TASK TO CARRY OUT: Retype nothing but the lines running from the line that contains "label the picture" to the last line, both ends included, and skip every image.

:: DATA IN THIS EXERCISE

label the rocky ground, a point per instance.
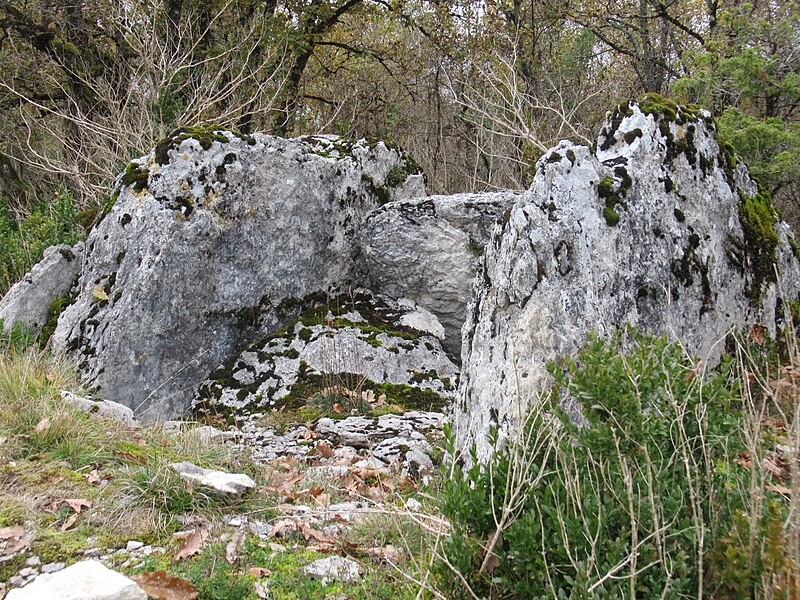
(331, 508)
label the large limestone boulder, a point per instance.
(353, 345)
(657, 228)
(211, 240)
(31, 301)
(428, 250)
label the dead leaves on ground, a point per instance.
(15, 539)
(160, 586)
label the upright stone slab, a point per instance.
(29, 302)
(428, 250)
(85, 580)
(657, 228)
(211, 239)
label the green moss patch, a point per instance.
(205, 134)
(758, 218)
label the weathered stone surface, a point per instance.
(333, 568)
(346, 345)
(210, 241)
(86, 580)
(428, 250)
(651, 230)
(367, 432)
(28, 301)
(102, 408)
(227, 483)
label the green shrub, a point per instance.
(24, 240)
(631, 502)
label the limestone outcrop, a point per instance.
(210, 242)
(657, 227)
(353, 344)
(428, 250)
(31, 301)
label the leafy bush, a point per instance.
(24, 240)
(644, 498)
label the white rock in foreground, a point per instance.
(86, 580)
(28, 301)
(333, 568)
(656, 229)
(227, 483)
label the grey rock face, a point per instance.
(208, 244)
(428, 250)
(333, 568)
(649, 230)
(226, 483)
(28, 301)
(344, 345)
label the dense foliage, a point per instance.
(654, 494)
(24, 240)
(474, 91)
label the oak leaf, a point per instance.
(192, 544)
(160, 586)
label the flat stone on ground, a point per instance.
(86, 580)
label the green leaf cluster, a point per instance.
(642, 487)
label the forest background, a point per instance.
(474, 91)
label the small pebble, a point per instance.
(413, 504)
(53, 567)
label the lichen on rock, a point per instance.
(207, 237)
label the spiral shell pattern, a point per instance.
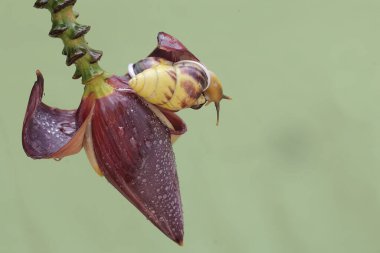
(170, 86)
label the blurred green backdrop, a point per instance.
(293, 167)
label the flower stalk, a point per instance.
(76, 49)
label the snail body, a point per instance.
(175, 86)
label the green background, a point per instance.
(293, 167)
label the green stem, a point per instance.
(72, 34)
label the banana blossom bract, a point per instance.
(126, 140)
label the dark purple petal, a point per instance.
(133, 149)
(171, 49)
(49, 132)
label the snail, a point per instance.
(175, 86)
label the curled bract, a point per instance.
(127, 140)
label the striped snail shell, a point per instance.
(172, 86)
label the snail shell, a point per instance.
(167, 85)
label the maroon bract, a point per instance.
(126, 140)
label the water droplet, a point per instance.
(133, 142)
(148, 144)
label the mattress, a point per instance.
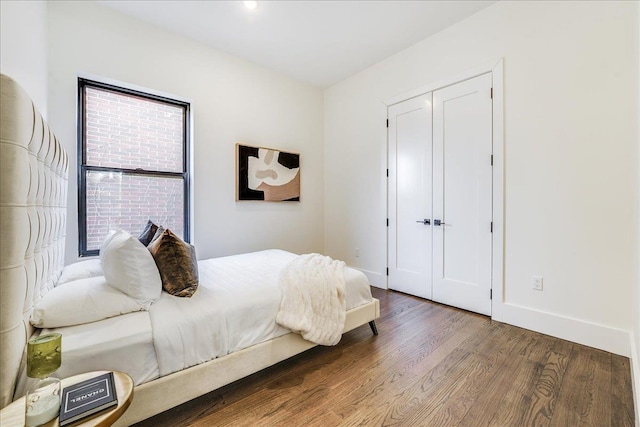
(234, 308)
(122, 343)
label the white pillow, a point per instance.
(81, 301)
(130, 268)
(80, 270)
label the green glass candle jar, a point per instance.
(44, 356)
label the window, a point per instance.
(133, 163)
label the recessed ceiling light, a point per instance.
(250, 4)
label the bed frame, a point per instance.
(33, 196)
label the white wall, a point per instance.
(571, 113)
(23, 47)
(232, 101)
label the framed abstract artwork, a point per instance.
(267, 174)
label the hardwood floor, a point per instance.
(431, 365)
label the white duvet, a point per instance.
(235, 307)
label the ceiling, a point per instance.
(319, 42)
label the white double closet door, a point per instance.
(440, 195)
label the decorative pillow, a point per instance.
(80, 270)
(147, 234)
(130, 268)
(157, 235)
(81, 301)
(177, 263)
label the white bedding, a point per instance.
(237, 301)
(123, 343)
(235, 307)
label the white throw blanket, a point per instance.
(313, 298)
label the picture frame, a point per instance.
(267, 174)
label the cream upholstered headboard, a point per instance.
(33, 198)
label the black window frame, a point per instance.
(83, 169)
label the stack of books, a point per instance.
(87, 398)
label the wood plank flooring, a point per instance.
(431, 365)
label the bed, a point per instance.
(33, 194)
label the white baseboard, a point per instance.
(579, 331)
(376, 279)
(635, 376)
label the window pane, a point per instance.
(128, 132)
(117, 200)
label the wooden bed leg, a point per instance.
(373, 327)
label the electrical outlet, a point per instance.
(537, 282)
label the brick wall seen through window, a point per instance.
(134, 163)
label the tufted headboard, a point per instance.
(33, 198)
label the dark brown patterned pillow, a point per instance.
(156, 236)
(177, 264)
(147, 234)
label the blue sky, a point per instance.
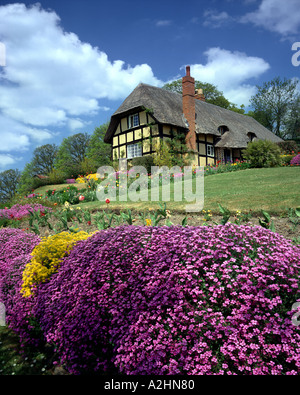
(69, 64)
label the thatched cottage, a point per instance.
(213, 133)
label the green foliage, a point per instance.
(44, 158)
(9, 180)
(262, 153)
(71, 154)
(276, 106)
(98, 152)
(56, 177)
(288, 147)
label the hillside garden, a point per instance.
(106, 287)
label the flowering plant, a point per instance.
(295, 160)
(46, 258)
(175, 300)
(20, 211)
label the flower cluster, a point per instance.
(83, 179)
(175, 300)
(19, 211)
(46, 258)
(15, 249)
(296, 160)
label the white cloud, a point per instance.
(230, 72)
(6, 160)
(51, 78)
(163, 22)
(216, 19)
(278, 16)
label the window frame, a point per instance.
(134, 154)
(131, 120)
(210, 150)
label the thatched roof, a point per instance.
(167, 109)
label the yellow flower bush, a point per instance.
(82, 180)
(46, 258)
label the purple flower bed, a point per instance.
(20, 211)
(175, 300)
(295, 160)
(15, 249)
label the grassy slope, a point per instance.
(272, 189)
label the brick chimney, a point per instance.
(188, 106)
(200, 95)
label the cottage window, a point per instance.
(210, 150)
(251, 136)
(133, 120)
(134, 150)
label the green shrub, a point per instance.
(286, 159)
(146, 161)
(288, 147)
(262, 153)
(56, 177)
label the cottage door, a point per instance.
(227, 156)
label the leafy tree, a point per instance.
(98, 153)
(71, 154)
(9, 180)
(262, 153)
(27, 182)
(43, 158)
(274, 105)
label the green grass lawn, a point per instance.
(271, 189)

::::

FULL RESPONSE:
label the picture frame, a point per instance.
(267, 174)
label the cream upholstered headboard, a point per instance.
(33, 198)
label the black window frame, a point per instance.
(83, 169)
label the stack of books, a point per instance.
(87, 398)
label the wood plank flooring, a point per instance.
(431, 365)
label the bed, a point per instance.
(33, 194)
label the white baseboard, a point per instance.
(579, 331)
(376, 279)
(635, 376)
label the window pane, a point per instance.
(128, 132)
(117, 200)
label the wooden bed leg, a point per instance.
(373, 327)
label the electrical outlet, a point per instance.
(537, 282)
label the brick wall seen through window, a point per instance.
(134, 163)
label the tufted headboard, a point per instance.
(33, 198)
label the dark brown patterned pillow, a point per instance.
(156, 236)
(177, 264)
(147, 234)
label the blue sky, a point per instance.
(69, 64)
label the thatched cottage, a point per instance.
(213, 133)
label the green foliage, a point per instance.
(44, 158)
(9, 180)
(262, 153)
(71, 154)
(276, 106)
(98, 152)
(56, 177)
(288, 147)
label the hillside garden, a point per instance.
(106, 287)
label the flowering plant, a point per instance.
(295, 160)
(46, 258)
(175, 300)
(20, 211)
label the flower cluster, a point per instance.
(83, 179)
(175, 300)
(19, 211)
(46, 258)
(15, 249)
(296, 160)
label the white cloud, a point per instance.
(230, 72)
(6, 160)
(51, 78)
(163, 22)
(216, 19)
(278, 16)
label the window frame, a point per instance.
(134, 154)
(131, 120)
(210, 150)
label the thatched roof, a point per instance.
(167, 109)
label the yellow flower bush, a point per instance.
(82, 180)
(46, 258)
label the purple flower bed, a point per instance.
(20, 211)
(175, 300)
(295, 160)
(15, 249)
label the grassy slope, a point per instance.
(272, 189)
label the brick chimney, a point per instance.
(188, 106)
(200, 95)
label the cottage window, a point per instance.
(210, 150)
(251, 136)
(133, 120)
(134, 150)
label the green shrub, a point per instance.
(286, 159)
(146, 161)
(288, 147)
(262, 153)
(56, 177)
label the cottage door, a point per instance.
(227, 156)
label the leafy tree, a point per instance.
(98, 153)
(71, 154)
(9, 180)
(262, 153)
(27, 182)
(43, 158)
(274, 105)
label the green grass lawn, a point per instance.
(271, 189)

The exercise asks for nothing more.